__EXERCISE DIRECTIONS__
Every line with "wooden" in it should be copied from the data.

__PROVIDED DATA__
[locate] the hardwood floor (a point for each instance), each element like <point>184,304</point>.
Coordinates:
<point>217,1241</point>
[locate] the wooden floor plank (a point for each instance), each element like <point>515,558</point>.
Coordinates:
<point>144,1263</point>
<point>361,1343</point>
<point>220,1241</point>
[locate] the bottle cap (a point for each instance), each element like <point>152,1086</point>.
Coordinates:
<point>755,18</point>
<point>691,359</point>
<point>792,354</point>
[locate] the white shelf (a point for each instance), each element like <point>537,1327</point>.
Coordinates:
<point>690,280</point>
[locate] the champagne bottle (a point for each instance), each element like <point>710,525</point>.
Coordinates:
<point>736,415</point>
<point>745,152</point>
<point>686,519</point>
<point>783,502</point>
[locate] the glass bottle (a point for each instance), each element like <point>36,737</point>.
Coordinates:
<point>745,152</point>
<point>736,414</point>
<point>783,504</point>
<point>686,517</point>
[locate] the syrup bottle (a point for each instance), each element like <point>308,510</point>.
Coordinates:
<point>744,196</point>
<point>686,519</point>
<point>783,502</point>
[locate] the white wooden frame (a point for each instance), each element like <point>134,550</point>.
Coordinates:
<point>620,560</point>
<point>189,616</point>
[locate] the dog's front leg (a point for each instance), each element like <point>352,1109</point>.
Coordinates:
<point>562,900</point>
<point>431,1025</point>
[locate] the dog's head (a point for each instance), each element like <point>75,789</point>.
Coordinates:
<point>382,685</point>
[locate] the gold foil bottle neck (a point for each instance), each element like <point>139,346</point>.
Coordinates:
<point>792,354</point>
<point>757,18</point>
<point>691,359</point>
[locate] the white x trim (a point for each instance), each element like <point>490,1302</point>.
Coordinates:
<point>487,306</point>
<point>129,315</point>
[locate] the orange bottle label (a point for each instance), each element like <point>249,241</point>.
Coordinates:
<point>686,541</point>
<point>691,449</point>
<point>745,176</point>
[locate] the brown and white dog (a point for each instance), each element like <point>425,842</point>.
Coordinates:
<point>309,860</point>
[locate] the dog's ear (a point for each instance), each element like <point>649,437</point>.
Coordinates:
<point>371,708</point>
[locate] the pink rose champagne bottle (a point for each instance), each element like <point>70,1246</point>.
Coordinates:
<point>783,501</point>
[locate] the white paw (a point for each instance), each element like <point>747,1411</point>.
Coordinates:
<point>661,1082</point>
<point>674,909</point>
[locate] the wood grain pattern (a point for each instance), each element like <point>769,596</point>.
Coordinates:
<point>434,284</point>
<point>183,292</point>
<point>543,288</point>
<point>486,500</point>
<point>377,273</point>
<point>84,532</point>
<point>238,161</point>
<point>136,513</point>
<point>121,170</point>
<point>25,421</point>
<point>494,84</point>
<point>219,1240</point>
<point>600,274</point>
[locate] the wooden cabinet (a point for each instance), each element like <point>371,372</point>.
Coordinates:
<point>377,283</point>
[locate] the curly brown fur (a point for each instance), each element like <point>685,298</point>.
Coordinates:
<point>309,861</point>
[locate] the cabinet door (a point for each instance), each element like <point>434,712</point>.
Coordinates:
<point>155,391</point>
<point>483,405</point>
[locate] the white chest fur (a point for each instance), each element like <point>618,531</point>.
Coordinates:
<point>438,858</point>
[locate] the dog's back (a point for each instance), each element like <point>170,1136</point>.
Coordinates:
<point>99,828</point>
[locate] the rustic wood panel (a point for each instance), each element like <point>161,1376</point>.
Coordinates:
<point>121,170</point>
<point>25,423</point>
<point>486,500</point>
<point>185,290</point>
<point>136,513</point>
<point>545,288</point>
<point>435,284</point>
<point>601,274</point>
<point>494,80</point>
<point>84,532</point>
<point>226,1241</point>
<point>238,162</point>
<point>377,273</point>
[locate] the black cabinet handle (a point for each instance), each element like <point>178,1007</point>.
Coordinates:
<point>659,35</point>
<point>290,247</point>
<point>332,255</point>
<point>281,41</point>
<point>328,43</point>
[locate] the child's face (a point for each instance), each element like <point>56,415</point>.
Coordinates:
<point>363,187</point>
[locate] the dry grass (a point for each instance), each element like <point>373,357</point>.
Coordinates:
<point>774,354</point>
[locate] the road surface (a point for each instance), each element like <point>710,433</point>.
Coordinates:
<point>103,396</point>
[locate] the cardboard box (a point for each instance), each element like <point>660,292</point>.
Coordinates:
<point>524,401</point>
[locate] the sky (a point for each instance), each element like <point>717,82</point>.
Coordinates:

__ANSWER TO THE PROBLEM__
[locate] the wooden floor plank (a point for each instance), each element like <point>515,558</point>.
[locate] the white wooden frame (a point for each instance), each element like <point>134,550</point>.
[locate] the wooden cabinet (a point for each instance), each element like <point>371,372</point>.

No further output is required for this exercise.